### PASSAGE SHOWN
┌──
7 myths about gender-based violence India urgently needs to unlearn
The 16 Days of Activism Against Gender-Based Violence begin with a reminder that India’s biggest barriers to women’s safety aren’t just laws or systems, but the myths that continue to endanger and invisibilise women across socioeconomic backgrounds.
(TW: This article talks about suicidal ideation, marital rape, and domestic violence.)
Violence against women in India is often reduced to visible bruises, private quarrels—something branded as “family matters.”
However, the last decade of research from medical journals, feminist scholars, mobility studies, digital-rights groups, and national surveys shows why this idea isn’t just reductive but perpetuates critical blind spots in understanding, reporting, and bringing justice to crimes against women in India.
Countless studies show that violence isn’t only physical; it lives in psychological injuries, caste hierarchies, threats, coercion, surveillance, digital humiliation, and in marriages where consent is assumed rather than respected.
Yet, the public conversation stems from myths that flatten this complexity. Below are seven such persistent myths, and what evidence actually shows.
MYTH 1: “Violence is always physical.”
Violence is often interpreted through bruises, wounds, or visible assault. But decades of evidence show it is far broader.
A 2021 study from Assam published in the International Journal of Research and Analytical Reviews (IJRAR) clearly states, “Violence against women does not mean only physical violence. It includes sexual, emotional, psychological, and financial abuse.”
Emotional manipulation, threats, deprivation of liberty, coercive control, denial of money, forced dependency, and sexual violence—all qualify as harm.
IJRAR reports that 40% of survivors experience poor mental health, with violence leading to depression, PTSD and anxiety. Some also reported having suicidal thoughts or attempted suicide.
A 2024 Lippincott Williams & Wilkins Journal study further confirms that non-physical forms of intimate partner violence carry similar psychological burdens as physical assault.
When policies, healthcare systems, or society recognise only physical injuries, countless women experiencing invisible violence remain unsupported and unheard.
MYTH 2: “Good families don’t do this.”
The idea that violence happens only in “bad,” “broken,” or lower-income households is one of the most harmful cultural myths. Research and survivor testimonies repeatedly show that abuse cuts across class, caste, religion, education and “respectability”.
A review of Indian mythologies and household narratives on Round Table India illustrates how cultural stories often create a fiction of purity around “respectable families,” masking the violence within.
Academic work on intimate partner violence (IPV) reinforces this. Sathe et al.’s 2024 study on IPV and mental health found that women from educated, professional, and higher-income families reported significant rates of emotional and sexual abuse.
Violence thrives not because of socioeconomic status, but because of power hierarchies, besides fear and stigma around reporting.
└──
### PROVIDED DATA
┌──
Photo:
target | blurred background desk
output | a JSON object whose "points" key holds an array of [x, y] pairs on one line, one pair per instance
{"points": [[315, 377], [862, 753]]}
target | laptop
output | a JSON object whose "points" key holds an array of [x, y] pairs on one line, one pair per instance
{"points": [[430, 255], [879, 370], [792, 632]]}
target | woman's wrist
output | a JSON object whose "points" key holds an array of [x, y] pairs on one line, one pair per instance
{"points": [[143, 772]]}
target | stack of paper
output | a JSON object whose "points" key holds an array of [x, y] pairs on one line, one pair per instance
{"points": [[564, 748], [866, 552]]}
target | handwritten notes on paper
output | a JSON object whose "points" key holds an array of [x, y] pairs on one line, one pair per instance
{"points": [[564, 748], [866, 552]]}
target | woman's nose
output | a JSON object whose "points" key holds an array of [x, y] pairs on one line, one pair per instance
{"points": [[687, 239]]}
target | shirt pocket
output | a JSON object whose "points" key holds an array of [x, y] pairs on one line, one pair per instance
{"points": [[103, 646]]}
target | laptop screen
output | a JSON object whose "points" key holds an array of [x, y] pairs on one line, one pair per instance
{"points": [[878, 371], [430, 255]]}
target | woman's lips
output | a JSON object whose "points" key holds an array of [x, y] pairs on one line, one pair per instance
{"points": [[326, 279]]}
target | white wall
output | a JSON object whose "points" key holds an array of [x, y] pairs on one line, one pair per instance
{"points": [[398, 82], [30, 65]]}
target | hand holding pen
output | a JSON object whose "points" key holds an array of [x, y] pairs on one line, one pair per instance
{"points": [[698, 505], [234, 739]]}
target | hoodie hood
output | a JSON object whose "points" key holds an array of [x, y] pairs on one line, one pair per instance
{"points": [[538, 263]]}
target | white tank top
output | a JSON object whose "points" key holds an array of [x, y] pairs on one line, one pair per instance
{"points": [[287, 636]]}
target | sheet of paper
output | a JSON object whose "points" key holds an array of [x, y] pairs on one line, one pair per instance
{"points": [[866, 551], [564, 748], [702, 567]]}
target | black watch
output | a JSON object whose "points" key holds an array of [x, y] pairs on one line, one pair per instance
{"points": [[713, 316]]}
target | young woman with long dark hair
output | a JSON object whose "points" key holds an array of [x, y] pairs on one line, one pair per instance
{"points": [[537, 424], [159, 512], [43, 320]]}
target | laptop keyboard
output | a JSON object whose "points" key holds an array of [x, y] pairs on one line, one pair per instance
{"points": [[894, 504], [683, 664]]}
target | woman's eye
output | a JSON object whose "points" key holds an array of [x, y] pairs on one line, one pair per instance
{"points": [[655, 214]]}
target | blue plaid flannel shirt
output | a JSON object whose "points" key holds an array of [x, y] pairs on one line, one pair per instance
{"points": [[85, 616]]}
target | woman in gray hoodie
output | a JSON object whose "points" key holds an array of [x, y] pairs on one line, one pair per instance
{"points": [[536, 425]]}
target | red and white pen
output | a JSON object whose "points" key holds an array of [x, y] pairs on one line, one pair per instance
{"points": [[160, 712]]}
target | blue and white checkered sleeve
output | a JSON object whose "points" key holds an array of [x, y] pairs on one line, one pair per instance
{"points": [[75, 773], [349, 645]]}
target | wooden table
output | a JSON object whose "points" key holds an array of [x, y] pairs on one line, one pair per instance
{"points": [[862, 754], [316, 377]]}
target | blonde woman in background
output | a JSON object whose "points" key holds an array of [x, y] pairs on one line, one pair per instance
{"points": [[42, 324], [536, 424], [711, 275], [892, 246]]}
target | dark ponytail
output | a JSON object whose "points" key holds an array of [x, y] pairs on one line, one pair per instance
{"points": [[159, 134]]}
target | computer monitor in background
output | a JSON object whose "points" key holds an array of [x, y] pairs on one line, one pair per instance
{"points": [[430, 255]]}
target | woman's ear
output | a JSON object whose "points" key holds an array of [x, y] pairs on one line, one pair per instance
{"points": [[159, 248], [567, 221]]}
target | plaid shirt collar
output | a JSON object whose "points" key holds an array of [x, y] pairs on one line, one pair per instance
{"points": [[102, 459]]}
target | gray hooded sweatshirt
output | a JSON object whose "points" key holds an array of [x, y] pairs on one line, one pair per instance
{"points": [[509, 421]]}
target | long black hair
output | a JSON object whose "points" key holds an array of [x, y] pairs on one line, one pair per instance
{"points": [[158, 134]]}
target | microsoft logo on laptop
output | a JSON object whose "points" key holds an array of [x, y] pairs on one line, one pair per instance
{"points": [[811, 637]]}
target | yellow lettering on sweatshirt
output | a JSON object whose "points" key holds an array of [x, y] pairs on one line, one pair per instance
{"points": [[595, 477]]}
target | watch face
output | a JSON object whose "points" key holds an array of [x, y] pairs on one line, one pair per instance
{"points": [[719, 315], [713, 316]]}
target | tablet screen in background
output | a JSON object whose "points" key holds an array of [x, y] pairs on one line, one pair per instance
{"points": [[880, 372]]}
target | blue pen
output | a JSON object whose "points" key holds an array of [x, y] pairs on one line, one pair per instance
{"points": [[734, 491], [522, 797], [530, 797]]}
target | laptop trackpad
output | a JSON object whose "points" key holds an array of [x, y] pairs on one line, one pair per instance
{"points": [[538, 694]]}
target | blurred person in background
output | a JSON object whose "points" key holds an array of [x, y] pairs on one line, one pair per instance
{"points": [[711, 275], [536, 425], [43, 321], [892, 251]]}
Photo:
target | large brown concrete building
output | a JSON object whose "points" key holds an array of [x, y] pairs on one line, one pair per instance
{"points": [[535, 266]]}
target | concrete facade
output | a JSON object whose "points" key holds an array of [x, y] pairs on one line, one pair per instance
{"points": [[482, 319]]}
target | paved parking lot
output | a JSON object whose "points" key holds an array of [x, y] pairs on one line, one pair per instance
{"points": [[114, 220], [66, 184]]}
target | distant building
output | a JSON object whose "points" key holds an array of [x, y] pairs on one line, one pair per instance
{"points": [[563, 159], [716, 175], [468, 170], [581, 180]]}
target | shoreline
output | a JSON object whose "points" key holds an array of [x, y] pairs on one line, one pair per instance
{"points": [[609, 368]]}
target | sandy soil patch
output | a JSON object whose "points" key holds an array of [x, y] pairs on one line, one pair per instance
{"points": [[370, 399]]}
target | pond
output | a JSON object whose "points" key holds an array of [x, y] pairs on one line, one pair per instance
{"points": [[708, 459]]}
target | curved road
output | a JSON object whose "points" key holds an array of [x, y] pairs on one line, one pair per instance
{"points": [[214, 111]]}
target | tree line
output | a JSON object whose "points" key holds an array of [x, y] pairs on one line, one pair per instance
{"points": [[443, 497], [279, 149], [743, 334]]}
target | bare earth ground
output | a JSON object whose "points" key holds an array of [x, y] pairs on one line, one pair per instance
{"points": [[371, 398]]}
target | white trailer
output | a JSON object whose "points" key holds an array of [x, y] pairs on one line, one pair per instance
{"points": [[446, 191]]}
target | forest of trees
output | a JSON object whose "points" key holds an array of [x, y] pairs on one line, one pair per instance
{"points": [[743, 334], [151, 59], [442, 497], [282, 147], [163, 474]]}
└──
### AIM OF THE EXERCISE
Continue the article on myths about gender-based violence in India from its final sentence, keeping its style and its format of myth headings followed by evidence.

### RESULT BELOW
This myth persists because women in socially “respectable” homes face immense pressure to maintain appearances. It isolates survivors who fear they will not be believed, or worse, accused of damaging family honour.
When society assumes “good families” are incapable of harm, it creates a culture where violence hides in plain sight.
MYTH 3: “Dalit women lie for attention.”
This stereotype is a documented pattern across courts, police stations, and media discourse. Research shows that Dalit and Adivasi women underreport violence, not exaggerate it.
A 2024 study in BioMed Central Women’s Health found that women from the Scheduled Castes experience some of the highest rates of intimate partner violence, shaped by both gender and caste hierarchies.
Dalit women’s collectives such as the All India Dalit Mahila Adhikar Manch, along with analyses by the National Commission for Women and the Human Rights Law Network, show that the police frequently dismiss their complaints as “baseless,” “revenge,” or “for attention,” reflecting deeply rooted caste biases.
Feminist legal scholars from Project 39A and the National Law School of India University have documented how courts question Dalit women’s motives, framing allegations as “exaggerated” or “politically motivated,” especially in sexual-violence and caste-atrocity cases.
Media backlash in cases like Hathras, Jalore, and Unnao further reveals how Dalit survivors are accused of “cooking up stories” or “inventing caste angles.” These narratives delegitimise real violence and silence marginalised women whose testimonies already face institutional disbelief, weaken accountability, and reinforce caste power, making justice even more inaccessible.
MYTH 4: “Harassment in public spaces is just ‘eve-teasing’.”
Public harassment is often trivialised as harmless mischief, but contemporary feminist research defines it as “public-space sexual harassment (PSSH)”.
Studies by the Institute for Transportation and Development Policy - India, Azim Premji University Mobility Studies, and others conducted between 2023 and 2025 highlight how PSSH is not an isolated nuisance but a structural barrier to women’s mobility, safety, mental health, and workforce participation.
Research has shown that PSSH restricts women’s freedom of movement and limits their capability to access education and employment. It further demonstrates that women routinely avoid buses, metro stations, public parks, markets, and colleges due to harassment fears.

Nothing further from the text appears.